Goal A — Rewrite the rows, starting at the line that contains "BATCH JOB #2094 — Class: woman's knee" and ending with the last line of the rows, so that "green shorts" becomes "blue shorts" and nothing else changes.

-- Start Text shown --

Review Date:
Reviewed by: Eeeper
Released by: Crunchyroll
Age Rating: 12
Region: 1 - North America
Length: 300 minutes
Subtitles: English
Audio: Japanese 2.0 Stereo
Summary
The invention of Grav-Shoes, footwear that function as antigravity devices, drastically changes the world, as they give people the ability to freely soar the skies. Asuka Kurashina transfers into Kunahama High school, where she meets Masaya Hinata and Misaki Tobisawa, finds out about the aerial sport that's rapidly gaining popularity-Flying Circus-and immediately joins the school's FC Club. She and her teammates sometimes clash, but they also support one another in the pursuit of their respective goals as they take on formidable rivals and look to triumph in the summer FC tournament.
Review
Hmm. Anime based on adult visual novels are something I actively avoid (doesn't count if I watch something and don't know its origins). It's not that I've anything against adult visual novels (to each their own), it's just that I never buy into them as heavily once I know where it came from. Also I'm annoyed the perspective has been changed to suit its new medium. Aokana: Four Rhythm Across the Blue is an anime that started from such a beginning but I knew going into it what it was. I ignored my usual heckles because I found the concept so appealing.

-- End Text shown --
-- Start Dataset excerpts --

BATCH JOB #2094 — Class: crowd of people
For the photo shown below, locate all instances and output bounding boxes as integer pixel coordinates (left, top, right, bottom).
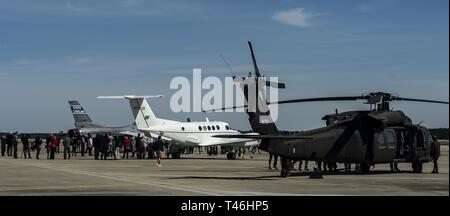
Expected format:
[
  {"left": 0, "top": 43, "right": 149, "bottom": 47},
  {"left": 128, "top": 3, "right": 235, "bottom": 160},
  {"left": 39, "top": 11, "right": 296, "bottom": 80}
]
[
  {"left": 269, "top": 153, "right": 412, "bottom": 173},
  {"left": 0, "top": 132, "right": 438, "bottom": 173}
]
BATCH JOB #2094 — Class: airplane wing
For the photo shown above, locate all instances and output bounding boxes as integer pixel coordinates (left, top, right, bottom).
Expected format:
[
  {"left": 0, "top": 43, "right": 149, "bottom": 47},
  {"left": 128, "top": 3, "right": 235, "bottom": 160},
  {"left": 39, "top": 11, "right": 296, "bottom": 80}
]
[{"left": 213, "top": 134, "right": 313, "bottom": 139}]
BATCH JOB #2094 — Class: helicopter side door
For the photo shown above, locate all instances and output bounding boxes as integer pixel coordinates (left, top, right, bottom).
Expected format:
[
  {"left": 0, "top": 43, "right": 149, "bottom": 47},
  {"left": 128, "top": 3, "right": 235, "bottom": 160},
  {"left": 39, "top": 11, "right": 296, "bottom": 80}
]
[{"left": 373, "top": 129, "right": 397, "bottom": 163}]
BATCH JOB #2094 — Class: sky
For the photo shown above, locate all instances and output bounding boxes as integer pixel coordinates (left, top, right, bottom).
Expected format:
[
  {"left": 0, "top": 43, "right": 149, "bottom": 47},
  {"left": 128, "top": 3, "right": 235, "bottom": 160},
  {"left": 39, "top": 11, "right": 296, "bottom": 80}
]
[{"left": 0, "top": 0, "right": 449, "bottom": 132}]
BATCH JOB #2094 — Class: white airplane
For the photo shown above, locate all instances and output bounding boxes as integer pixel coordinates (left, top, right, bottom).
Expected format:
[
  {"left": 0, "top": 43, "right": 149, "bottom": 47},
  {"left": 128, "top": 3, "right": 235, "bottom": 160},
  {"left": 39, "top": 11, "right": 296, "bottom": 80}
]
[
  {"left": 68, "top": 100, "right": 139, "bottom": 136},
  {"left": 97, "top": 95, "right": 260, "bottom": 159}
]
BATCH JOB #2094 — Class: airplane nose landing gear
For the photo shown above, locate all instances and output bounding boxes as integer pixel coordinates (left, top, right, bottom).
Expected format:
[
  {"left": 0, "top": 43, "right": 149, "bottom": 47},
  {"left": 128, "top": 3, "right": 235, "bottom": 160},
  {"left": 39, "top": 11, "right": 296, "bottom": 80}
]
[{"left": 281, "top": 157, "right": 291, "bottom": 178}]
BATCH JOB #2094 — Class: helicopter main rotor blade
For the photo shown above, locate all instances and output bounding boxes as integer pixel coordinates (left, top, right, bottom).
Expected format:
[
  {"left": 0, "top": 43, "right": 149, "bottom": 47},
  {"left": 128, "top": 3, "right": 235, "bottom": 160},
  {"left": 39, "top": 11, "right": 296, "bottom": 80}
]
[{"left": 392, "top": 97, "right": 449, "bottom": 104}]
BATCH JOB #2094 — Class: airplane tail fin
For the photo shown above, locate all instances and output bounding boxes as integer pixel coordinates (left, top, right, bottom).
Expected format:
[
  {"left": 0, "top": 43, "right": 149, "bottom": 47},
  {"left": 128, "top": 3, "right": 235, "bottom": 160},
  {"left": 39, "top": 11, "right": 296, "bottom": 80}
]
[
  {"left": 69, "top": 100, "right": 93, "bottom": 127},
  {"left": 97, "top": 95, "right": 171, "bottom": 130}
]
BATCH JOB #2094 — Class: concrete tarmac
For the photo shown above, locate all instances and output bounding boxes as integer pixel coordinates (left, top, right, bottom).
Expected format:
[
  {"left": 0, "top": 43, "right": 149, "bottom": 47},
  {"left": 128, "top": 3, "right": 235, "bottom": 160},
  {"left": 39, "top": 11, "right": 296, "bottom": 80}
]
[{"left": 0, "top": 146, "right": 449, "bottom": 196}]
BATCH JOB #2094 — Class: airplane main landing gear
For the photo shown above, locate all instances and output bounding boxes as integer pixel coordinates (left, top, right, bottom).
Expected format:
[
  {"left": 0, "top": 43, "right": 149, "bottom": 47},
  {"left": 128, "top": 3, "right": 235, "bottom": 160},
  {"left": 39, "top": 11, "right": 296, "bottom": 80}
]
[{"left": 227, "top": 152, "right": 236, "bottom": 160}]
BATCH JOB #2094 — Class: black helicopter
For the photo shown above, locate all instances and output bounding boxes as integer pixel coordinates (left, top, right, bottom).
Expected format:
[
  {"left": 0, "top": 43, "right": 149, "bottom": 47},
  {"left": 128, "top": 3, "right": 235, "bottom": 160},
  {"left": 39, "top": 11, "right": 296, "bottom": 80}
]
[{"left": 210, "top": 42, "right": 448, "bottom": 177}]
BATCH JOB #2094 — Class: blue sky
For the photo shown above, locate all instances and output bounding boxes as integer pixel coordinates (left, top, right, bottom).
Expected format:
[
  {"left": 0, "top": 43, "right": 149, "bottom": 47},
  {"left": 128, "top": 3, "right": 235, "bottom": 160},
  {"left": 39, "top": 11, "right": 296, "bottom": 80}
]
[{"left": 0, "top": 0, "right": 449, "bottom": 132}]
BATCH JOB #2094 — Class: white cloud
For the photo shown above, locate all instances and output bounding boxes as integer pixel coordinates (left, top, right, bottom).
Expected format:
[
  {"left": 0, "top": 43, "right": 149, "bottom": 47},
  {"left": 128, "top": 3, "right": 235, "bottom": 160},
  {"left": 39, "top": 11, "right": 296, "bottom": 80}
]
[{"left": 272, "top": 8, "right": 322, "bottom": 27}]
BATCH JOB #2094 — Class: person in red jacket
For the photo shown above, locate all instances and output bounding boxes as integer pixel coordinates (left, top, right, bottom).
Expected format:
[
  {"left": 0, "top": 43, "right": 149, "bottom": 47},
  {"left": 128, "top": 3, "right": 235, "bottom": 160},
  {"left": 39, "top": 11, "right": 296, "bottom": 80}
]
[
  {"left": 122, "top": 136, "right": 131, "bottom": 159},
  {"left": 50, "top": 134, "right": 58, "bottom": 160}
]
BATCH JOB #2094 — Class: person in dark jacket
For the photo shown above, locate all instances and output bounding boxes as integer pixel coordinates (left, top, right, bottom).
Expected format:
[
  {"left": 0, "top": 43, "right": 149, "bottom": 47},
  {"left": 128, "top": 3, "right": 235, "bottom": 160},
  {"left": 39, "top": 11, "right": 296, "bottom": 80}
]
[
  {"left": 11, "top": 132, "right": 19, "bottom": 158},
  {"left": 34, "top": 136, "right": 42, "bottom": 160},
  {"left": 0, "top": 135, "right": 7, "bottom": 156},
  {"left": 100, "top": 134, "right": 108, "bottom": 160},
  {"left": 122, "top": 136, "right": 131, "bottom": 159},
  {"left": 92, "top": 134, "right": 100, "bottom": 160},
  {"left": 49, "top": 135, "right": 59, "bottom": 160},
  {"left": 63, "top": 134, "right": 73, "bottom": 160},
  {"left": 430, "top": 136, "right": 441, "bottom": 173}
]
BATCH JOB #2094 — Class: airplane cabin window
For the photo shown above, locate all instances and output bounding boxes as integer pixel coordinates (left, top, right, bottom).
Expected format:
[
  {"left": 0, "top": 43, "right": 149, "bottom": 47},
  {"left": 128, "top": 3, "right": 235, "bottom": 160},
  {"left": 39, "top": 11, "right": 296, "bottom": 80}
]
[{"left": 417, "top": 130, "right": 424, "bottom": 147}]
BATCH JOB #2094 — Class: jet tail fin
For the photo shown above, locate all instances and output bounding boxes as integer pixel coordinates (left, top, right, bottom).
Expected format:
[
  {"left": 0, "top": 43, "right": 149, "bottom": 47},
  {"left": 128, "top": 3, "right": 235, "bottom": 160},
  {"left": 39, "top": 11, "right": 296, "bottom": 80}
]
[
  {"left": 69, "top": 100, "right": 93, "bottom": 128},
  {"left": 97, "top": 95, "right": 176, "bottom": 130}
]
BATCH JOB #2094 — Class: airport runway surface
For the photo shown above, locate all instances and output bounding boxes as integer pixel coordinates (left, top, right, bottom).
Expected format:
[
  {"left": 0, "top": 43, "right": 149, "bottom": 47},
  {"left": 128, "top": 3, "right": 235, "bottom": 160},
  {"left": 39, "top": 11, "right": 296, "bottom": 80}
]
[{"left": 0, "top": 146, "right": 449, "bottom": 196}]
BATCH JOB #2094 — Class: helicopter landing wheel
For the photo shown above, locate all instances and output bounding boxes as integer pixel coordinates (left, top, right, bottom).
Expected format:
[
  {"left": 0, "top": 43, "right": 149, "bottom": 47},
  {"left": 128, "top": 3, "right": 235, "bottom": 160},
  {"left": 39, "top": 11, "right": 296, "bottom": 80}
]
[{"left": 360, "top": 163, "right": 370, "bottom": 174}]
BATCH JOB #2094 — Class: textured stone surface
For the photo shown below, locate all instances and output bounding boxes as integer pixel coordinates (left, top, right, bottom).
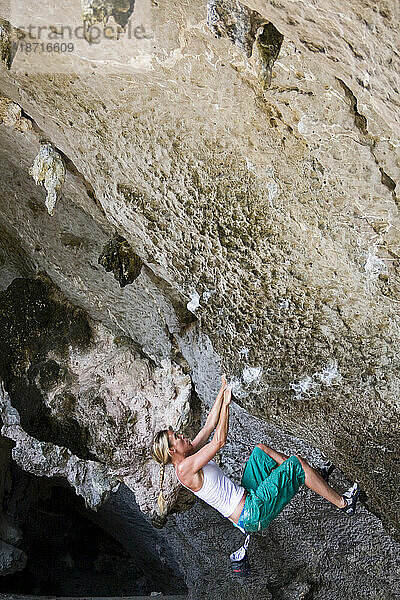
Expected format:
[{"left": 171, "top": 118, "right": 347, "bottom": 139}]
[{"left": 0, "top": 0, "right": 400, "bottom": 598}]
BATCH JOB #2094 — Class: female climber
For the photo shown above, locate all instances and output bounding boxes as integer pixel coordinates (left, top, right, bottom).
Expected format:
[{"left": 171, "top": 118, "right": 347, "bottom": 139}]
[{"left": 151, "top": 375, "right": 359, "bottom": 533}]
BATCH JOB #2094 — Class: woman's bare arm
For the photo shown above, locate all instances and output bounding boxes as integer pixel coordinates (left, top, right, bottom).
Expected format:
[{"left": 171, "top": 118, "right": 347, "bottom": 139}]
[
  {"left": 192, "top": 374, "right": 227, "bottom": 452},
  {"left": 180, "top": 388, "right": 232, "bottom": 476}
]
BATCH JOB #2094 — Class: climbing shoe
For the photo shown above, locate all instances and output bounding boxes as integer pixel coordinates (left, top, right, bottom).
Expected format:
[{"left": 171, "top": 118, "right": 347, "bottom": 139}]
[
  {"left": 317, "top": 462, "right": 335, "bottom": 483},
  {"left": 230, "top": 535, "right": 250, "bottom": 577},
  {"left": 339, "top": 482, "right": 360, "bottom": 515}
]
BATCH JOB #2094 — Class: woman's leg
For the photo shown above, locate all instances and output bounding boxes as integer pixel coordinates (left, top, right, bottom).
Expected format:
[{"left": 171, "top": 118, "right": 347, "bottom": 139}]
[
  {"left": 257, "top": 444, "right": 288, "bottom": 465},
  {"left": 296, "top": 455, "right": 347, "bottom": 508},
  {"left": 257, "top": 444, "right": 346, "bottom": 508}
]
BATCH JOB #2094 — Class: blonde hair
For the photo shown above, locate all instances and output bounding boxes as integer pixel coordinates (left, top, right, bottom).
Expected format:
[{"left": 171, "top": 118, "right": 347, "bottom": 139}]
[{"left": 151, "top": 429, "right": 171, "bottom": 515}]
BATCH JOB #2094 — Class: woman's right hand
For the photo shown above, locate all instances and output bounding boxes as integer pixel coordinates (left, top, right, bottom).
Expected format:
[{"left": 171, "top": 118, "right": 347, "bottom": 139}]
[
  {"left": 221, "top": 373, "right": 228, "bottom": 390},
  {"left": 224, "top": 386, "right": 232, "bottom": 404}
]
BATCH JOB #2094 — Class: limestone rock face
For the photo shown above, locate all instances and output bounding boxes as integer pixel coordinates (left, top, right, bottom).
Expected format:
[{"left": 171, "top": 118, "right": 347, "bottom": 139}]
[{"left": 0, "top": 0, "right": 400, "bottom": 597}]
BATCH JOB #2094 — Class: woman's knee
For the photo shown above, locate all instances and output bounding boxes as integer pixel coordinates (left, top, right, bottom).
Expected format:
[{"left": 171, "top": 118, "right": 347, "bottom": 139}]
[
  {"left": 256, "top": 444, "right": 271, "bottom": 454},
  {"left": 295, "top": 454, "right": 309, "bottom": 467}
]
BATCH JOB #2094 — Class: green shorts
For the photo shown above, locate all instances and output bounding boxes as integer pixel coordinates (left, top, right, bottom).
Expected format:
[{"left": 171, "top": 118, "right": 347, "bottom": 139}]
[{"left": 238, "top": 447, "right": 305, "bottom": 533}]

-- End Dataset excerpts --

Goal B —
Answer these questions from the anime review:
(i) Which company released it?
(ii) What length does it list?
(iii) Which school does Asuka Kurashina transfer into?

Exercise answer A —
BATCH JOB #2094 — Class: woman's knee
For the photo shown above, locate all instances and output bounding boxes as integer pixel coordinates (left, top, right, bottom).
Expected format:
[{"left": 171, "top": 118, "right": 347, "bottom": 139}]
[
  {"left": 256, "top": 444, "right": 271, "bottom": 454},
  {"left": 295, "top": 454, "right": 309, "bottom": 467}
]
BATCH JOB #2094 — Class: blue shorts
For the photo shown above, locate all instances and output bounding boxes as integer pixel coordinates (left, top, right, bottom).
Expected format:
[{"left": 171, "top": 118, "right": 347, "bottom": 139}]
[{"left": 238, "top": 447, "right": 305, "bottom": 533}]

Exercise answer B —
(i) Crunchyroll
(ii) 300 minutes
(iii) Kunahama High school